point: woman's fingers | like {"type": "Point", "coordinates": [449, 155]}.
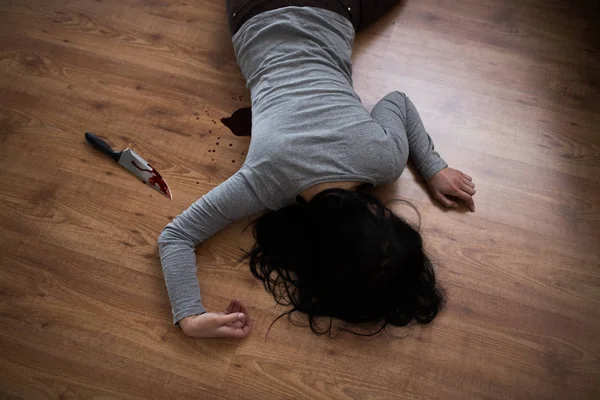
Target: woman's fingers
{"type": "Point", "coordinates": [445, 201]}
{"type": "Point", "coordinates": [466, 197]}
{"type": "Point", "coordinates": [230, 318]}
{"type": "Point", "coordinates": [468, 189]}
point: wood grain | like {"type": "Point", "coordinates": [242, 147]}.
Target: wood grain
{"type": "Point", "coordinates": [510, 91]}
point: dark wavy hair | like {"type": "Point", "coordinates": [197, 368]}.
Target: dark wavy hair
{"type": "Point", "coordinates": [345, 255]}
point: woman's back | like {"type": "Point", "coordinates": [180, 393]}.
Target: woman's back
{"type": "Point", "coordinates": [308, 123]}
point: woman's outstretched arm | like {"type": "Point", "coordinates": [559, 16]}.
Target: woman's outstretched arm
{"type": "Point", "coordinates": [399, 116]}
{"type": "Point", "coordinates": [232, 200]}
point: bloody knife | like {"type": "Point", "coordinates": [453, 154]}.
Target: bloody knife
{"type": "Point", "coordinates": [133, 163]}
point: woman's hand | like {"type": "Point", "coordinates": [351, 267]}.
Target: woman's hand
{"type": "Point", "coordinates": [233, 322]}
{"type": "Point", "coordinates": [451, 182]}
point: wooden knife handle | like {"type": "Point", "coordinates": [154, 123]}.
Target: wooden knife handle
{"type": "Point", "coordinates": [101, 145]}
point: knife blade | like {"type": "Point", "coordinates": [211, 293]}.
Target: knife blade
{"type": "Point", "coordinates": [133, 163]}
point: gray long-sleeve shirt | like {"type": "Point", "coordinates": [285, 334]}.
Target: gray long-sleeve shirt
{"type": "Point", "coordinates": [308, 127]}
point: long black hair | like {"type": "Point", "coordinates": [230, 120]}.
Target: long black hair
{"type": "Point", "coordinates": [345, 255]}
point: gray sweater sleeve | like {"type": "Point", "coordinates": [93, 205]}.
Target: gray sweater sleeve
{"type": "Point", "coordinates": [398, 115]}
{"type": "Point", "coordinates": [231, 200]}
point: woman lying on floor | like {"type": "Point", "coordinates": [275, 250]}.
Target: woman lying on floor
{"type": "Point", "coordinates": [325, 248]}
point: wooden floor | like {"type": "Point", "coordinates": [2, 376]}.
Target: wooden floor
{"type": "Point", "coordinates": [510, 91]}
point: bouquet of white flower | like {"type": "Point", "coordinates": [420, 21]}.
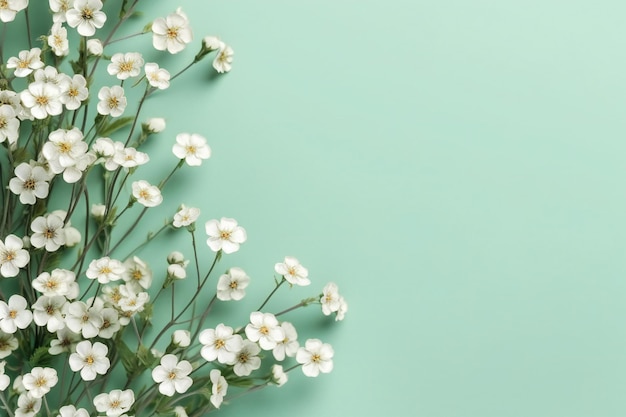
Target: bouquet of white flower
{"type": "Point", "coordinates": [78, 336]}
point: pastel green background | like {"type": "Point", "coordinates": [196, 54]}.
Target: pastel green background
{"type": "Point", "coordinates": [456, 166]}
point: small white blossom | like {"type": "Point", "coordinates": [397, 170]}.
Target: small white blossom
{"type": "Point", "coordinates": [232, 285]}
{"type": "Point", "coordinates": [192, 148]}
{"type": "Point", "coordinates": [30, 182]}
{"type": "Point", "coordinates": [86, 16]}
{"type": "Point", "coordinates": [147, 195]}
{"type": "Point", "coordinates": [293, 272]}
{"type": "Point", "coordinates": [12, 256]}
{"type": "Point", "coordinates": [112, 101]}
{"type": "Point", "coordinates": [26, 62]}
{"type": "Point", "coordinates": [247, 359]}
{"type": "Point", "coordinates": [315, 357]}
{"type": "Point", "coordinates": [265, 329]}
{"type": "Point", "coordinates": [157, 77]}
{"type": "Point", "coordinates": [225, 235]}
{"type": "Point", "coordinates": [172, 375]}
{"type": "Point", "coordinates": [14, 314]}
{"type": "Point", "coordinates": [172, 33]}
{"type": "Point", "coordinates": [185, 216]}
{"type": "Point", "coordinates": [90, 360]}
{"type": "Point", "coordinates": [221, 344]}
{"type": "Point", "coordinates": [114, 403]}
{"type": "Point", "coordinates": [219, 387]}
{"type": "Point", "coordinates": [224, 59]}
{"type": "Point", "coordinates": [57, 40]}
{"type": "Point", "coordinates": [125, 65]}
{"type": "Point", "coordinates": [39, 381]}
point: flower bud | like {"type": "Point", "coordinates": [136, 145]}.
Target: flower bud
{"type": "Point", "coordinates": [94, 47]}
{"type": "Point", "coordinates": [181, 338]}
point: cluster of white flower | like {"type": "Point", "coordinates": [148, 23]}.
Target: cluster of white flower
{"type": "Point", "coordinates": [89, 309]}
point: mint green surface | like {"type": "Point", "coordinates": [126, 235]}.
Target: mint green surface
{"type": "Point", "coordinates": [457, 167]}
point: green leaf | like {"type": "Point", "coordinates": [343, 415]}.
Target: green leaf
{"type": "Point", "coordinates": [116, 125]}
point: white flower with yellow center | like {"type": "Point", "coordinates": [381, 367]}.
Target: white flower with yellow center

----

§ To be done: Locate the line that contains "point: flower bud", then please quote it and every line after it to the end of the entries above, exactly and with nothing else.

§ Correct response:
point: flower bud | like {"type": "Point", "coordinates": [136, 145]}.
Target: flower bud
{"type": "Point", "coordinates": [94, 47]}
{"type": "Point", "coordinates": [181, 338]}
point: cluster of white flower | like {"type": "Point", "coordinates": [148, 23]}.
Target: cluster of white flower
{"type": "Point", "coordinates": [89, 309]}
point: mint green surface | like {"type": "Point", "coordinates": [126, 235]}.
Target: mint green surface
{"type": "Point", "coordinates": [457, 167]}
point: green leaf | like {"type": "Point", "coordinates": [343, 415]}.
Target: green leaf
{"type": "Point", "coordinates": [116, 125]}
point: white flower with yellow center | like {"type": "Point", "coordinates": [381, 367]}.
Target: white flower with yellow center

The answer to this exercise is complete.